- _COMPITO SCRITTO A_
Restituisci dal testo sulle linee guida ANAC tutto ciò che va da "Alla luce di" giù fino a "del Terzo settore.", senza cambiare nulla.
- _COMPITO SCRITTO B_
Indica se ciascuna delle affermazioni seguenti concorda con il testo sulle linee guida ANAC. Rispondi sì o no e cita alla lettera le parole del testo che lo stabiliscono. (i) Le linee guida del 2016 furono approvate dopo il Codice del terzo settore. (ii) Le Linee guida n. 17 sono state approvate con la delibera n. 382 del 27 luglio 2022. (iii) Il parere del Consiglio di Stato del 2019 ha confermato il valore autonomo della disciplina del Codice del terzo settore rispetto al Codice degli appalti.
- _COMPITO SCRITTO C_
Prosegui il testo sulle linee guida ANAC a partire dal punto in cui si ferma.

- _TESTO CITATO_
★ ★ ★ ★
Con le Linee guida n. 17 recanti “Indicazioni in materia di affidamenti di servizi sociali”, approvate dal Consiglio dell’Autorità con delibera n. 382 del 27 luglio 2022, l’ANAC chiude un ciclo, iniziato sei anni fa.

Con la delibera n. 32 del 20 gennaio 2016, infatti, l’ANAC approvava le prime “Linee guida per l’affidamento di servizi a enti del terzo settore e alle cooperative sociali”. Attraverso le linee guida del 2016, che è utile ricordare, furono approvate in epoca antecedente all’approvazione del Codice del terzo settore (d. lgs. 3 luglio 2017, n. 117), l’Autorità nazionale anticorruzione stabiliva i riferimenti procedurali che avrebbero dovuto caratterizzare i rapporti giuridici intercorrenti tra pubbliche amministrazioni e soggetti non lucrativi e cooperativi.

Nello specifico, l’ANAC, che fu indubbiamente sollecitata ad intervenire a seguito dei fatti riconducibili a “Mafia Capitale”, scandalo scoppiato nei due anni precedenti e che aveva interessato l’affidamento di servizi da parte del Comune di Roma ad una cooperativa sociale, si prefiggeva “lo scopo di fornire indicazioni operative alle amministrazioni aggiudicatrici e agli operatori del settore al fine di addivenire ad aggiudicazioni rispettose della normativa di settore e della normativa nazionale e comunitaria in materia di affidamenti di contratti pubblici.”

Alla luce di questo quadro di riferimento, il presente contributo intende proporre un confronto tra le Linee guida del 2016 e quelle del 2022, per evidenziare, da un lato, le differenze e, dall’altro, le analogie tra i due testi. Differenze e analogie che rappresentano l’esito del percorso evolutivo sia del ruolo di ANAC nel comparto dei servizi sociali sia dell’oggetto delle Linee guida, entrambi influenzati dalla Riforma del Terzo settore.

Per quanto attiene al ruolo dell’Autorità nazionale anticorruzione è opportuno ricordare che sia la Riforma del Terzo settore sia il c.d. “decreto sblocca cantieri” hanno ridisegnato il perimetro di intervento di ANAC. In questo senso, si veda il parere reso dal Consiglio di Stato, sezione consultiva n. 03235 del 27 dicembre 2019, con il quale i giudici di Palazzo Spada hanno confermato il valore autonomo e originario della disciplina contenuta nel Codice del terzo settore rispetto al Codice degli appalti. Il parere del 2019 ha permesso di superare l’atteggiamento di diffidenza nei confronti degli istituti giuridici di natura cooperativa disciplinati nel Codice del Terzo settore espresso in un precedente parere del 2018, per affermarne non soltanto la piena legittimità, ma soprattutto l’equiordinazione rispetto alle procedure amministrative competitive.
★ ★ ★ ★
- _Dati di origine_
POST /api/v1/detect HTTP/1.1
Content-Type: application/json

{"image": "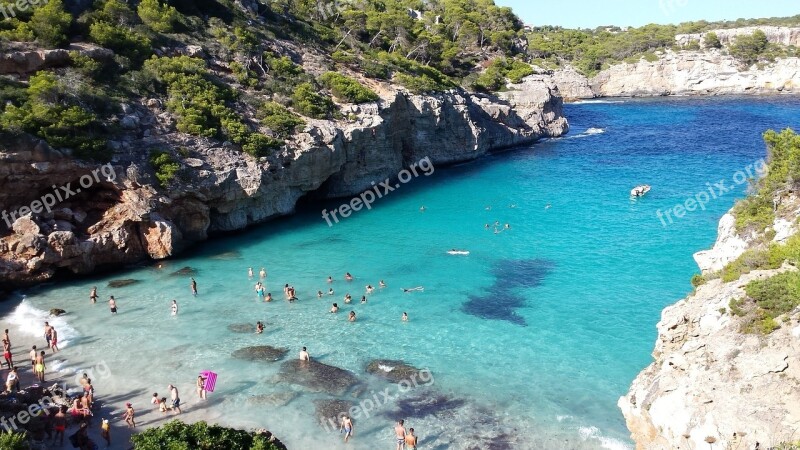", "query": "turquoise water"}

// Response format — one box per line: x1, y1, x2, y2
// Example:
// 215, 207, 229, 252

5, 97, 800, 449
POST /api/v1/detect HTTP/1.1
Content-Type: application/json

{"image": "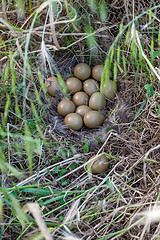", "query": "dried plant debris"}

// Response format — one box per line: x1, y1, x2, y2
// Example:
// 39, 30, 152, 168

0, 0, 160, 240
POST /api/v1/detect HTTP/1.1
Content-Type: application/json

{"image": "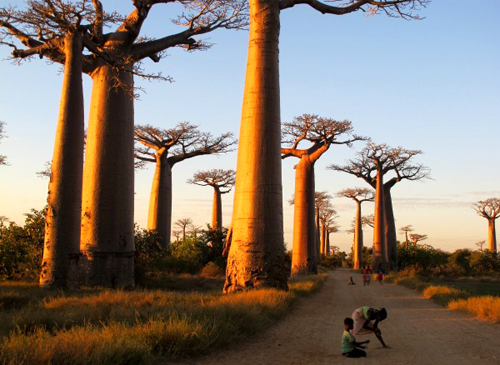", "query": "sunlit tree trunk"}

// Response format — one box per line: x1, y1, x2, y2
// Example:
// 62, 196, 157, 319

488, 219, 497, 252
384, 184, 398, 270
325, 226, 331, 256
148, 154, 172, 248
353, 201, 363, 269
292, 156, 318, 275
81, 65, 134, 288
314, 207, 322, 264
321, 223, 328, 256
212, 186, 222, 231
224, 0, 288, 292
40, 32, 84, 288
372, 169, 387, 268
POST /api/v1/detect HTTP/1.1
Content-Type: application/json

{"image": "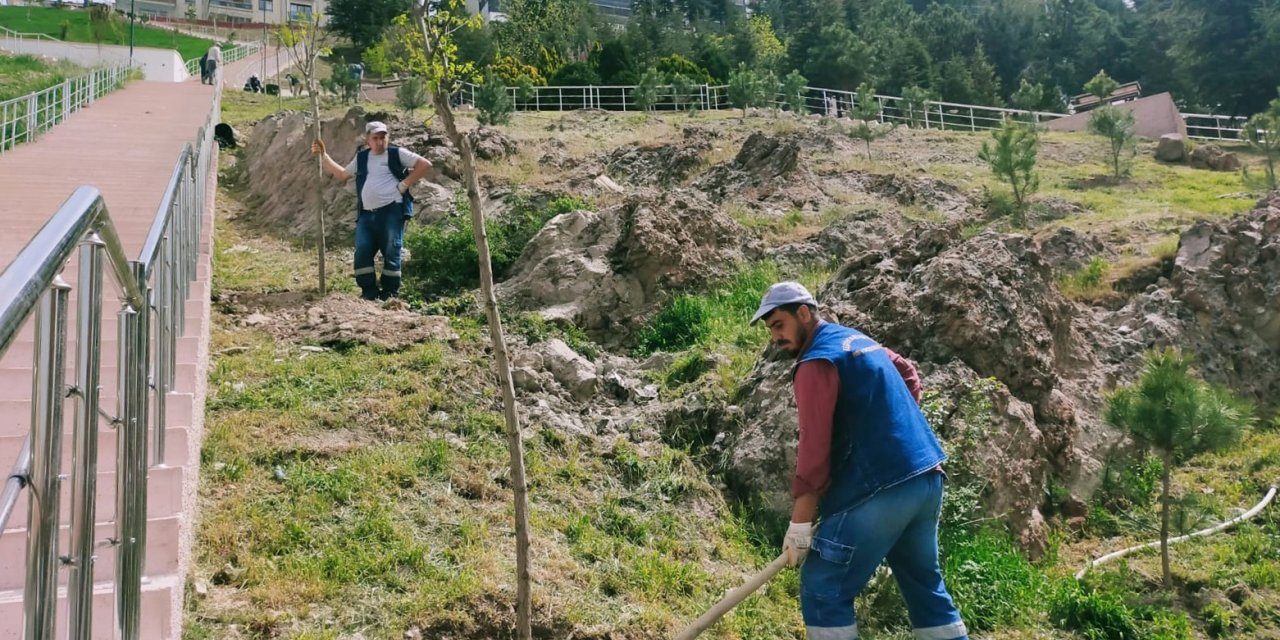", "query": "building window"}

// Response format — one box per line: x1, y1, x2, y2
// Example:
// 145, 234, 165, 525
★ ★ ★ ★
- _RISPOSTA AL COMPITO A_
Alla luce di questo quadro di riferimento, il presente contributo intende proporre un confronto tra le Linee guida del 2016 e quelle del 2022, per evidenziare, da un lato, le differenze e, dall’altro, le analogie tra i due testi. Differenze e analogie che rappresentano l’esito del percorso evolutivo sia del ruolo di ANAC nel comparto dei servizi sociali sia dell’oggetto delle Linee guida, entrambi influenzati dalla Riforma del Terzo settore.

- _RISPOSTA AL COMPITO B_
(i) No: "furono approvate in epoca antecedente all’approvazione del Codice del terzo settore".
(ii) Sì: "approvate dal Consiglio dell’Autorità con delibera n. 382 del 27 luglio 2022".
(iii) Sì: "hanno confermato il valore autonomo e originario della disciplina contenuta nel Codice del terzo settore rispetto al Codice degli appalti".

- _RISPOSTA AL COMPITO C_
Avuto riguardo, invece, all’oggetto delle Linee guida del 2022, occorre precisare che, mentre le Linee guida del 2016 contemplavano gli enti del terzo settore e le cooperative sociali quali soggetti destinatari dei rapporti giuridici con le pubbliche amministrazioni, quelle approvate nello scorso mese di luglio riguardano soltanto gli affidamenti dei servizi sociali senza più nulla specificare in ordine ai soggetti chiamati a realizzare quei servizi. La nuova versione è “figlia” dell’evoluzione che, nel frattempo, ha interessato gli enti del terzo settore, i quali, ai sensi dell’art. 5 del d. lgs. n. 117/2017, sono stati riconosciuti quali partners privilegiati della pubblica amministrazione nello svolgimento di attività di interesse generale, tra cui sono ricompresi anche i servizi sociali. Questi ultimi, pertanto, qualora “oggetto” degli istituti giuridici di natura cooperativa di cui al medesimo Codice del Terzo settore non sono riconducibili alle dinamiche concorrenziali di cui al Codice dei Contratti pubblici, al quale invece sono assoggettabili nel caso in cui essi sottendano rapporti sinallagmatici.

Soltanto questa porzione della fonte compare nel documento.